*EXTRACT*
NPA files leave to appeal ‘stillborn, audacious’ R24.9-million Nulane Investments case
Advocate Andrea Johnson, head of the National Prosecuting Authority’s Investigating Directorate. (Photo: Felix Dlangamandla / Daily Maverick)

The National Prosecuting Authority’s Investigating Directorate has filed an application to appeal a high court judgment that discharged seven of the accused.

The National Prosecuting Authority’s (NPA) Investigating Directorate (ID) on Monday, filed an application for leave to appeal against acting Judge Nompumelelo Gusha’s ruling in the first State Capture criminal trial. 

The NPA’s ID confirmed it had lodged its application for leave to appeal on 8 May, in a statement on Tuesday morning. The statement lists the grounds for the appeal application against judgment in the R24.9-million Nulane Investments case, in which the NPA’s ID asserts acting Judge Gusha made a number of errors.

*ENTRIES SHOWN*
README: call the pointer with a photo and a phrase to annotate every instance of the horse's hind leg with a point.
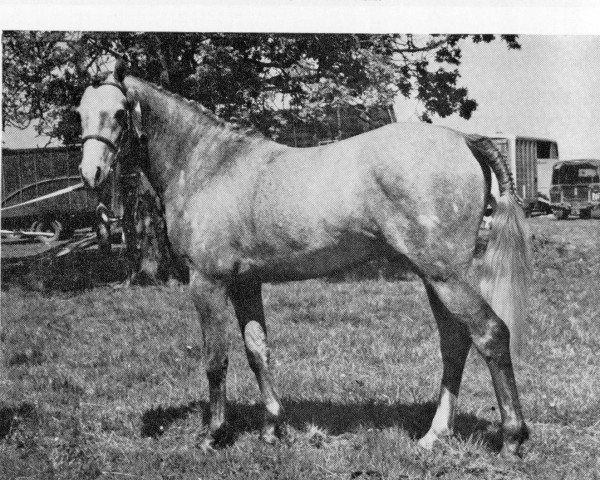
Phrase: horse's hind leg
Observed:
(455, 342)
(210, 300)
(490, 336)
(247, 301)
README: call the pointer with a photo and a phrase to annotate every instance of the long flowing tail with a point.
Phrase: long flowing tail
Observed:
(504, 272)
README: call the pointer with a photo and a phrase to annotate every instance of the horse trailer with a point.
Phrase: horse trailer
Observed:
(575, 188)
(530, 160)
(34, 172)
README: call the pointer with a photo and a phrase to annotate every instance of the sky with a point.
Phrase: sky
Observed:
(550, 88)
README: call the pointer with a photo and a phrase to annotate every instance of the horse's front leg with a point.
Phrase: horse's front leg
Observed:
(210, 300)
(455, 343)
(247, 301)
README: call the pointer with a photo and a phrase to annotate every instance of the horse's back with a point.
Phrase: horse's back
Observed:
(287, 213)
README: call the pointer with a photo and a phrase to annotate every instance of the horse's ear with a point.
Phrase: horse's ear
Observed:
(120, 69)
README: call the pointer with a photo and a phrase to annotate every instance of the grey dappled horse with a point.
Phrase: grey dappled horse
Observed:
(242, 210)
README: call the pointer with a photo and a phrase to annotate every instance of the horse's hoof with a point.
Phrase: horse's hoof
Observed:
(511, 451)
(207, 445)
(428, 441)
(268, 435)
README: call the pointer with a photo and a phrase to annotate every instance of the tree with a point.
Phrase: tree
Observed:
(252, 79)
(247, 78)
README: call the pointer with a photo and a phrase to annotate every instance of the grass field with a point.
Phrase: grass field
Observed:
(109, 383)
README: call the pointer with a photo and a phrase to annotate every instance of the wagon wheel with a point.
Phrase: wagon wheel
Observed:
(52, 226)
(561, 214)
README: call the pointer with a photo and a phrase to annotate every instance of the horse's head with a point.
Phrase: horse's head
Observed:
(105, 120)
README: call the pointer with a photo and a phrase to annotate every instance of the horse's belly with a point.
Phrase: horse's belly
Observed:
(310, 263)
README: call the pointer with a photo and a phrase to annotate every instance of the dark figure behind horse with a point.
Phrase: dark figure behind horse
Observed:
(242, 210)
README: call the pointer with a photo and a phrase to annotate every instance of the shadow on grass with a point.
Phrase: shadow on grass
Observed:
(70, 273)
(335, 418)
(11, 416)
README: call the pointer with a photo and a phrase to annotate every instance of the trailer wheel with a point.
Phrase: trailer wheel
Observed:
(561, 214)
(52, 226)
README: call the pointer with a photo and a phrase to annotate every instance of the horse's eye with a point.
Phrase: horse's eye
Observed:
(120, 116)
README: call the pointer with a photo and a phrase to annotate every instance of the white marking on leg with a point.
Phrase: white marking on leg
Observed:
(428, 221)
(443, 421)
(255, 340)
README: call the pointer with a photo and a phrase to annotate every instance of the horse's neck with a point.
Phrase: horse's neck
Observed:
(180, 138)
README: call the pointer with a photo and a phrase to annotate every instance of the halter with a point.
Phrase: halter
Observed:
(114, 147)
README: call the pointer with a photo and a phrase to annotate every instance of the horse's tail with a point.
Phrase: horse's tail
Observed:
(504, 272)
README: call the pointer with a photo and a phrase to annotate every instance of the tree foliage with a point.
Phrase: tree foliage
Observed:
(249, 78)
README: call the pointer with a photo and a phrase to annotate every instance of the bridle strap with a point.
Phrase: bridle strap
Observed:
(100, 138)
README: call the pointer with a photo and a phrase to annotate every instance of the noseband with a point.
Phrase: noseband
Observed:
(114, 147)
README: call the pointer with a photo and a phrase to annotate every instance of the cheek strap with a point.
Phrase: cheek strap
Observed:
(102, 139)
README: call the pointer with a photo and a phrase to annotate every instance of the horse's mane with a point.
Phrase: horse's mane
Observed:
(202, 114)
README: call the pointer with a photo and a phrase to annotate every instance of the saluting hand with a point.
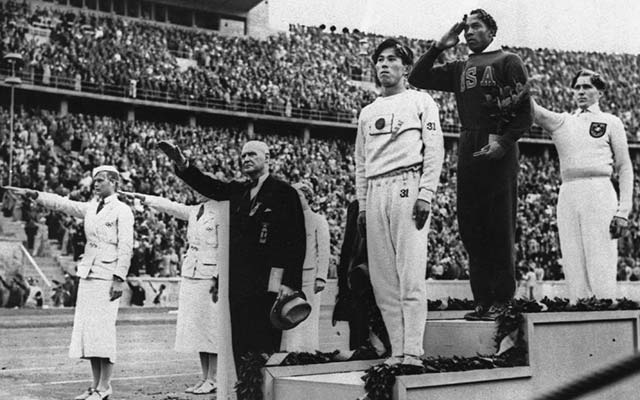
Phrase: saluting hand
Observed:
(421, 210)
(618, 227)
(138, 196)
(451, 38)
(318, 286)
(362, 224)
(31, 194)
(174, 153)
(284, 291)
(214, 290)
(115, 292)
(492, 151)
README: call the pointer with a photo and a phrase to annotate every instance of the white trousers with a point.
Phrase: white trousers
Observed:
(589, 255)
(397, 253)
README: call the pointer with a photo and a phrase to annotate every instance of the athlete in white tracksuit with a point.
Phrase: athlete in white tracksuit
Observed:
(591, 144)
(305, 337)
(399, 155)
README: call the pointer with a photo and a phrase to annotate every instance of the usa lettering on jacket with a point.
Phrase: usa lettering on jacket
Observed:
(469, 78)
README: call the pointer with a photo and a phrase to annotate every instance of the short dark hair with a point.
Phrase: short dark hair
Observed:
(487, 19)
(594, 77)
(402, 51)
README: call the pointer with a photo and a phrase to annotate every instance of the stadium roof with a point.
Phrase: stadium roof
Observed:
(241, 6)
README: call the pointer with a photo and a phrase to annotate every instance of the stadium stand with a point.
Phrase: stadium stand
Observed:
(307, 72)
(56, 153)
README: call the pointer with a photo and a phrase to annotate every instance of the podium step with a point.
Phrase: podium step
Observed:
(345, 385)
(447, 338)
(561, 348)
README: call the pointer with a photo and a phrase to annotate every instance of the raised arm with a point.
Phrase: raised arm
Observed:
(443, 77)
(178, 210)
(548, 120)
(54, 202)
(208, 186)
(192, 176)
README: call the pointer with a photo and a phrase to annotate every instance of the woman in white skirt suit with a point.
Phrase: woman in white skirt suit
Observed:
(108, 225)
(305, 337)
(196, 329)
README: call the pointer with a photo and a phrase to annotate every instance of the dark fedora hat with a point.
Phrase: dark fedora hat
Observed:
(289, 311)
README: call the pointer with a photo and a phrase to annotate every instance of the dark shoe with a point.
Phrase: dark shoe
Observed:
(477, 314)
(494, 312)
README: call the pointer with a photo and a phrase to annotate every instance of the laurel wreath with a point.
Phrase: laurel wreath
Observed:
(379, 379)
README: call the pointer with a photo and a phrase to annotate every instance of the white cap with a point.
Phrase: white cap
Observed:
(257, 146)
(305, 187)
(103, 168)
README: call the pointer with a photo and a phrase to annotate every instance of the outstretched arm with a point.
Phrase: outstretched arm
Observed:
(548, 120)
(425, 76)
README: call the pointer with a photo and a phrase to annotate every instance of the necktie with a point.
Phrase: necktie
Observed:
(100, 205)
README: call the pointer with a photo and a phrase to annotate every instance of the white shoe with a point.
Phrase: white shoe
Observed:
(100, 395)
(393, 360)
(84, 395)
(190, 389)
(207, 387)
(412, 360)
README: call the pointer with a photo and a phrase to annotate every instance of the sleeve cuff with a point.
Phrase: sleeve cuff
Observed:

*TO-DO LIST*
(a) In the article on the Nulane Investments appeal, on what date did the Investigating Directorate lodge its application for leave to appeal?
(b) Extend the article on the Nulane Investments appeal, picking up after its last sentence.

*OUTPUTS FOR THE TASKS*
(a) 8 May

(b)
The NPA’s ID had announced last Thursday that it would file an application for leave to appeal after its case against the eight accused in the R24.9-million Nulane Investments matter flatlined in the high court in Bloemfontein.

In handing down her damning ruling on 21 April, acting Judge Gusha had lambasted the State for its shoddy investigation. 

Read in Daily Maverick: Judge slams State’s ‘stillborn, audacious’ case as all 8 Nulane corruption accused discharged

The application is for a leave to appeal acting Judge Gusha’s judgment on 21 April, that granted seven accused discharge in terms of Section 174 of the Criminal Procedure Act 51 of 1977. It is also for a leave to appeal acting Judge Gusha’s ruling to acquit former head of the Free State Department of Agriculture and Rural Development, Limakatso Moorosi (accused 2). 

Moorosi was the only one who did not submit an application for discharge at the close of the State’s case. However, in her verdict, acting Judge Gusha, also found her not guilty, and she was acquitted. 

In the statement, the NPA’s ID said the appeal application is founded on the basis that acting Judge Gusha erred in granting discharge to the seven accused “in circumstances where the State had presented prima facie evidence upon which a reasonable court might convict”.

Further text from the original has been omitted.